EXTRACT:
--- --- ---

[pypy-commit] pypy unicode-utf8: general progress

Tue Nov 21 11:19:51 EST 2017

Author: fijal
Branch: unicode-utf8
Changeset: r93114:cefc9ed0b4c5
Date: 2017-11-21 17:19 +0100
http://bitbucket.org/pypy/pypy/changeset/cefc9ed0b4c5/

Log:	general progress

diff --git a/pypy/interpreter/pyparser/parsestring.py b/pypy/interpreter/pyparser/parsestring.py
--- a/pypy/interpreter/pyparser/parsestring.py
+++ b/pypy/interpreter/pyparser/parsestring.py
@@ -74,8 +74,8 @@
     substr = s[ps : q]
     if rawmode or '\\' not in s[ps:]:
         if need_encoding:
-            utf, (lgt, flag) = unicodehelper.decode_utf8(space, substr)
-            w_u = space.newutf8(utf, lgt, flag)
+            lgt, flag = unicodehelper.check_utf8_or_raise(space, substr)
+            w_u = space.newutf8(substr, lgt, flag)

--- --- ---

SUPPLIED DATA:
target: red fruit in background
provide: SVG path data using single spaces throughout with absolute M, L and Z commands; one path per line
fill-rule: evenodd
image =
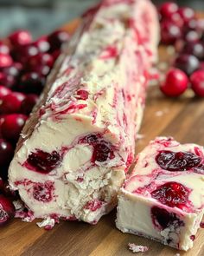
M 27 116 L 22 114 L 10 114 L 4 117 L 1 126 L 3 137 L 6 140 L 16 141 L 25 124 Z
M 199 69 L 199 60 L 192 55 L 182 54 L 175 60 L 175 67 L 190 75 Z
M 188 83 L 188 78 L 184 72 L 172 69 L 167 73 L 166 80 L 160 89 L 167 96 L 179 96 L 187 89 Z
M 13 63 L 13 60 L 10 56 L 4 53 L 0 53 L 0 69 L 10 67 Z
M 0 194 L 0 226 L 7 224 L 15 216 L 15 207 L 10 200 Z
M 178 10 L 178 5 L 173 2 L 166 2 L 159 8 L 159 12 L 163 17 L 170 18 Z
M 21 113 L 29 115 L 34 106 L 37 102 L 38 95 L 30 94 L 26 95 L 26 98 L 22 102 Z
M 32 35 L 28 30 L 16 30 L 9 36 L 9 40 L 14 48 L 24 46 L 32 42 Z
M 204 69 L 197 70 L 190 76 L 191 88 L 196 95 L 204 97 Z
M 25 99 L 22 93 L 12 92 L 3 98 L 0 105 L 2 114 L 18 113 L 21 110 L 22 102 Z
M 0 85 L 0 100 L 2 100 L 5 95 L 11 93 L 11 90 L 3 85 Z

--- --- ---

Answer these questions about the commit above:
1. On which branch was the commit made?
2. Which file does the diff modify?
3. In the diff, which function call replaces unicodehelper.decode_utf8?

1. unicode-utf8
2. pypy/interpreter/pyparser/parsestring.py
3. unicodehelper.check_utf8_or_raise